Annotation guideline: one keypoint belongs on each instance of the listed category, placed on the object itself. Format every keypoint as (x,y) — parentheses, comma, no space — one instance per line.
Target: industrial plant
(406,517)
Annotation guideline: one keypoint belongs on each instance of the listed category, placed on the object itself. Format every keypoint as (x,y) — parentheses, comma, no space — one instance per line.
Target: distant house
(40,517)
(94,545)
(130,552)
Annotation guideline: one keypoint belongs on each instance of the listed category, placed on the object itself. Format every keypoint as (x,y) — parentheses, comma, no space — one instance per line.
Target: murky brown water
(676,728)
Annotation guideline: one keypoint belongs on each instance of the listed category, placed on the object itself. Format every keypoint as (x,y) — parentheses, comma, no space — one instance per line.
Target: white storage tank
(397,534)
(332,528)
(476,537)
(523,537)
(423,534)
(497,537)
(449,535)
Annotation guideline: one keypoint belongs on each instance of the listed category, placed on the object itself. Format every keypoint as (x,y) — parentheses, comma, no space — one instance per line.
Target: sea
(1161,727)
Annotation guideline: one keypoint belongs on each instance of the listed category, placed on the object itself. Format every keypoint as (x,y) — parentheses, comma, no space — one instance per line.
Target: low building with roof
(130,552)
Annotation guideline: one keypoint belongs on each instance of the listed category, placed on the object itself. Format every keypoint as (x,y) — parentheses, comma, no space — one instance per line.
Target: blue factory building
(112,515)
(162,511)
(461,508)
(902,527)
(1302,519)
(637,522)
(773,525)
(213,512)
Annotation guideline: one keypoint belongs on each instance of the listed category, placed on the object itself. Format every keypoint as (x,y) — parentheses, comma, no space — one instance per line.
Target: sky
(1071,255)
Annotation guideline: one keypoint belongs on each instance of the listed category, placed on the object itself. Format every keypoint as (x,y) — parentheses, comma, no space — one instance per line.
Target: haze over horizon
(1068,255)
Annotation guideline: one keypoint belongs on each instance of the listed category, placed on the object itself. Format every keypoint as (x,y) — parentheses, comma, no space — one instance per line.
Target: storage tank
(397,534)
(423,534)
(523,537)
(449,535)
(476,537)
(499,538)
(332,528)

Required work - Copy all the records above precisely.

Result for this task -
Annotation guideline: one keypoint belongs on each instance of the listed category, placed on the object itself. Format every keypoint as (x,y) — parentheses, comma, no space — one instance per line.
Target: industrial plant
(406,517)
Annotation guideline: one keypoint belongs on each instance of the listed category, placed on the object itself. Format every keypoint as (x,y) — parentheses, comma, no space — one instance per line.
Target: distant house
(40,517)
(94,545)
(130,552)
Annotation guideline: one keypoint belongs on each instance of the listed category, placed on the object itself. Format every keypoint as (x,y) — parentheses, comma, no space — one instance per line.
Target: murky brown water
(676,728)
Annotation guideline: one keypoint belongs on each instance of the listed category, placed on the object itself. Format every keypoint as (x,y) — parentheses, comma, no space — one instance per line.
Target: white storage tank
(397,534)
(332,528)
(476,537)
(523,537)
(423,534)
(497,537)
(449,535)
Annotation guideline: one keypoint belongs on each instance of the listed category, placed on the object itself. Format every keypoint as (x,y) — parentheses, comma, no space — one instance per line.
Target: sea
(1161,727)
Annotation guideline: one keypoint belongs on each instance of the listed category, placed on the object itself. Format every keypoint as (x,y) — parentheses, comma, no space — one instance per line.
Target: low building with roof
(130,552)
Annotation guideline: one keypoint belongs on each instance of the listed category, placed on the object itself. Format every keypoint as (x,y) — parentheses, comma, no space — one instance per line.
Target: blue factory building
(112,515)
(162,511)
(461,508)
(902,527)
(1302,519)
(637,522)
(773,525)
(213,512)
Annotation guideline: one keypoint belongs on each instance of the listed category, placed on the object itself. Format every keypoint as (x,y) — parentheses, comma, no space — one instance per line.
Target: sky
(1071,255)
Annotation guideline: one keypoint belongs on each instance of the listed category, placed on the object itself. Format every keypoint as (x,y) — parentheses, comma, no space — one instance per line.
Target: haze over horizon
(1068,255)
Annotation guideline: one keypoint belongs on each instance of the listed category, placed on the object itself. Format every keypoint as (x,y) — parentheses, comma, no space — one instance per line.
Target: storage tank
(397,534)
(423,534)
(523,537)
(449,535)
(476,537)
(499,538)
(332,528)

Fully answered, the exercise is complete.